▶ _Written problem_:
Copy out every one of the records below word for word, keeping each line in its original order.

▶ _Extracted records_:
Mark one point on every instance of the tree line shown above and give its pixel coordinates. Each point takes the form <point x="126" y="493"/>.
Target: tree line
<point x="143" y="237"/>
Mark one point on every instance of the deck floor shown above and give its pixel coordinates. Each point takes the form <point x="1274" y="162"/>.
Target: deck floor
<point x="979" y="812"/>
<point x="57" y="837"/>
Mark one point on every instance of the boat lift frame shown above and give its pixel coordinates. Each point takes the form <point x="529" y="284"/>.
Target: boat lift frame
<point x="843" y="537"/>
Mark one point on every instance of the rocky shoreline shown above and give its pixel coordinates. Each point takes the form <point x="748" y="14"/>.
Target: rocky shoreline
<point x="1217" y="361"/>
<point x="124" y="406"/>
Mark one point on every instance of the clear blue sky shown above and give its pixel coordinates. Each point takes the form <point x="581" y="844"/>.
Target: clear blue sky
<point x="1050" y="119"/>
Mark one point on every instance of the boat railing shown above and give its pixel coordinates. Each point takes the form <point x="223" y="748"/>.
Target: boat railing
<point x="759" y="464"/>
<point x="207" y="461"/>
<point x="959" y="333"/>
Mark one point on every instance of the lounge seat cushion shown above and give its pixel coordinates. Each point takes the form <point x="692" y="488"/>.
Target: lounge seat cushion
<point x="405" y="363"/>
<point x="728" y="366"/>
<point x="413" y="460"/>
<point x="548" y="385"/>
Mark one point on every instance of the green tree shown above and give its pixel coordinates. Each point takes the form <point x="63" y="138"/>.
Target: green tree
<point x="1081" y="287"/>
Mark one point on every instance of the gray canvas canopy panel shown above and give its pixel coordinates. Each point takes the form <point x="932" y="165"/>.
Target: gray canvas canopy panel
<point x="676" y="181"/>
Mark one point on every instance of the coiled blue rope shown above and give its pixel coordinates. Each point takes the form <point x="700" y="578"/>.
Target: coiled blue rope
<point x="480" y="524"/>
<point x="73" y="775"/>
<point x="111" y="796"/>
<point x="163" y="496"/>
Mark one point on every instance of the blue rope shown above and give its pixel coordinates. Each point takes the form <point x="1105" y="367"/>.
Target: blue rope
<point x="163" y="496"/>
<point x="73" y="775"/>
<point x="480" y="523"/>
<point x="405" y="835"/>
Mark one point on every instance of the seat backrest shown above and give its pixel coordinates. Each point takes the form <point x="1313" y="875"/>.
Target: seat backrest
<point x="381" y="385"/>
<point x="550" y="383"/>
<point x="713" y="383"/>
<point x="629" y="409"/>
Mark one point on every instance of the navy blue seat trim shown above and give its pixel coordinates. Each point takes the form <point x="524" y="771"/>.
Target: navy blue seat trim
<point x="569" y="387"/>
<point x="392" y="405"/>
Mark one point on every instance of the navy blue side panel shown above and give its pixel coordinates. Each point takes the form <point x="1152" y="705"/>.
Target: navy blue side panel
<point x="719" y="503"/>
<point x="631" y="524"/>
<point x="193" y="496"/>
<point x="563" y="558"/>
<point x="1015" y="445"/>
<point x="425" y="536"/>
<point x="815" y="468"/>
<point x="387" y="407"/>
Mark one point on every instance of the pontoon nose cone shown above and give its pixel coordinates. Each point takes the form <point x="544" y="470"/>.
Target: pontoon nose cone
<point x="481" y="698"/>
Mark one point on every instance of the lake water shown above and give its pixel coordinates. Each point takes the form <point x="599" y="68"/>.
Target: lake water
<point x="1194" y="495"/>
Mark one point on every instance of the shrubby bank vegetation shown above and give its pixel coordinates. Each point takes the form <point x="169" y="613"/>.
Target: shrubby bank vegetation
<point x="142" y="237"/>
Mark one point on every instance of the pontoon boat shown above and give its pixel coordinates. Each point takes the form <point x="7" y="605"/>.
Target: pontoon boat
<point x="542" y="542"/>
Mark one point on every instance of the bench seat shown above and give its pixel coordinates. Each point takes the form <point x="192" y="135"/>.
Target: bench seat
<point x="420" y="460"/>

▶ _Response below_:
Mark one point on every instance of the tree line shown above and give its pixel coordinates. Each point takes the form <point x="126" y="493"/>.
Target: tree line
<point x="143" y="237"/>
Mark one point on every instance of the deck floor shown above and give its pixel coordinates. Each point takes the form <point x="1274" y="162"/>.
Target: deck floor
<point x="979" y="812"/>
<point x="57" y="837"/>
Mark one point on every instance of the boat lift frame shown above and give its pixel coordinates. Each point takes the form <point x="529" y="284"/>.
Target: boat lift frame
<point x="843" y="537"/>
Mark one point on every instance of the rocky shoreline shown above and give its pixel coordinates. Each point takes the form <point x="748" y="14"/>.
Target: rocky shoreline
<point x="1217" y="361"/>
<point x="124" y="406"/>
Mark one point on every instance of the clear blue sky shown above and give its pixel coordinates. Each point takes the form <point x="581" y="844"/>.
Target: clear blue sky
<point x="1050" y="119"/>
Mark one point on every instance of the boat railing shown above and give its pixel coordinates. Each point takes the form <point x="223" y="748"/>.
Target: boat railing
<point x="759" y="464"/>
<point x="207" y="461"/>
<point x="959" y="333"/>
Mark one point on every instance of the lounge seat cushion shown above and give its pixel coordinates. Each point takes the form <point x="692" y="488"/>.
Target: lounge seat cushion
<point x="405" y="363"/>
<point x="728" y="366"/>
<point x="413" y="460"/>
<point x="548" y="385"/>
Mark one point on every instance of the green tree shown above and give its pixel coordinates. Each point takes the form <point x="63" y="138"/>.
Target: green tree
<point x="1081" y="287"/>
Mark one point on every instance of the gray canvas canopy panel shown above and give its pixel coordinates. Each point takes the form <point x="932" y="165"/>.
Target: gray canvas canopy panel
<point x="676" y="181"/>
Mark one point on every instance of the coiled blue rope shown above and give its pixel coordinates. Each point takes the form <point x="700" y="578"/>.
Target: coiled blue rope
<point x="480" y="524"/>
<point x="73" y="775"/>
<point x="111" y="796"/>
<point x="163" y="496"/>
Mark one point on every instance of the blue rope shown above and give its pixel coordinates. Each point takes the form <point x="1105" y="367"/>.
Target: blue rope
<point x="163" y="496"/>
<point x="73" y="775"/>
<point x="480" y="523"/>
<point x="405" y="835"/>
Mark one point on every instance of the seat backrest shown above and give its pixel coordinates. Each point takes the form <point x="1313" y="875"/>.
Target: seat backrest
<point x="381" y="385"/>
<point x="550" y="383"/>
<point x="713" y="383"/>
<point x="629" y="409"/>
Mark one point on every instance of the navy blue seat trim shown above and give its pixel coordinates. Each point takes the form <point x="524" y="771"/>.
Target: navy blue seat trim
<point x="569" y="387"/>
<point x="392" y="405"/>
Mark one point on every instance of the navy blue side panel shown above and give its pixel coordinates. Each point takes the form <point x="1152" y="705"/>.
Target: navy blue side panel
<point x="719" y="503"/>
<point x="631" y="524"/>
<point x="193" y="496"/>
<point x="563" y="558"/>
<point x="1015" y="445"/>
<point x="425" y="536"/>
<point x="815" y="468"/>
<point x="387" y="407"/>
Mark one point on every instance of the pontoon nose cone shown above and give its pixel coordinates. Each point takes the form <point x="544" y="470"/>.
Target: pontoon nose cone
<point x="481" y="698"/>
Mark one point on every instance of the lake water shown above and give its pixel coordinates. Each point takes the form <point x="599" y="68"/>.
Target: lake water
<point x="1194" y="495"/>
Mark one point on every instance of the shrubby bank vegetation shown above and give its pixel coordinates. Each point takes the form <point x="169" y="613"/>.
Target: shrubby bank vegetation
<point x="142" y="237"/>
Mark one point on every instance of the pontoon boat shown above and give its pixel coordinates. Each point takes the form <point x="7" y="605"/>.
Target: pontoon boat
<point x="542" y="542"/>
Mark one point on every instance of the bench seat shown above and give its pixel coordinates. Each point takes the form <point x="192" y="135"/>.
Target: bench seat
<point x="420" y="460"/>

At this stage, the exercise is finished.